---------- SUPPLIED DATA

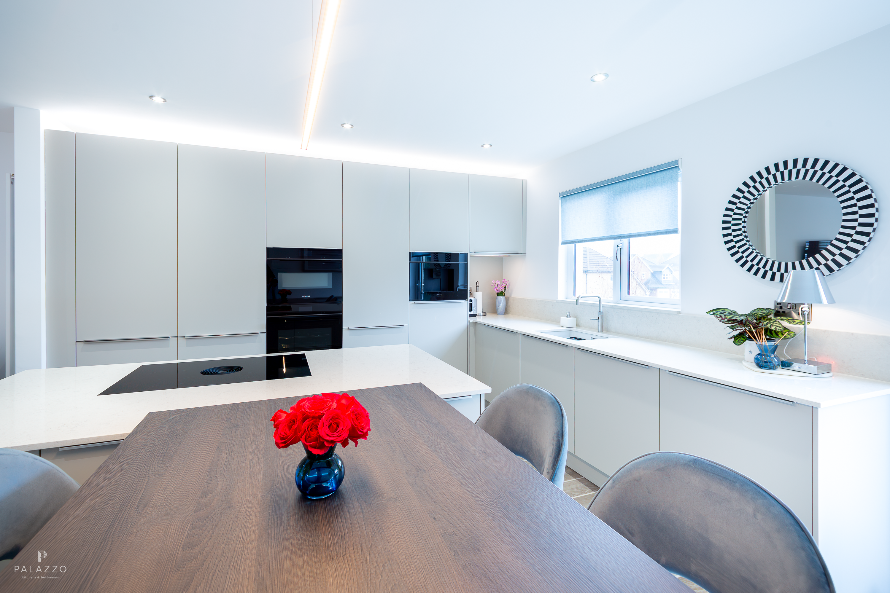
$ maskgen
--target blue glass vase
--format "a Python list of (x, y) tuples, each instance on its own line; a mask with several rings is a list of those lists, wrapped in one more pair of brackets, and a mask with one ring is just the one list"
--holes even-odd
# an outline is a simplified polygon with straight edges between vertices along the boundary
[(781, 361), (776, 356), (776, 347), (778, 341), (770, 341), (765, 344), (757, 343), (759, 353), (754, 355), (754, 364), (766, 371), (775, 371), (781, 366)]
[(343, 460), (334, 453), (335, 445), (323, 453), (313, 453), (306, 445), (306, 456), (296, 466), (296, 487), (306, 498), (325, 498), (336, 492), (343, 484), (346, 470)]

--------------------

▶ [DIRECTION]:
Reproduce the listing above with "vertices" swapped for "corner points" and nothing else altered, covering it from start to finish. Omit the pictures from your response.

▶ [FULL RESPONSE]:
$ maskgen
--target blue glass vase
--format "a Python list of (x, y) tuples, each instance on its own line; a mask with several rings is a list of those lists, wrapped in one more pair of brackets, and a mask with one ring is just the one list"
--holes even-odd
# an outline is a simplified polygon with straight edges between corner points along the boundary
[(781, 361), (776, 356), (776, 347), (778, 341), (770, 341), (765, 344), (757, 343), (759, 353), (754, 355), (754, 364), (766, 371), (775, 371), (781, 366)]
[(343, 460), (334, 453), (335, 445), (323, 453), (313, 453), (306, 445), (306, 456), (296, 466), (296, 487), (306, 498), (325, 498), (336, 492), (343, 484), (346, 470)]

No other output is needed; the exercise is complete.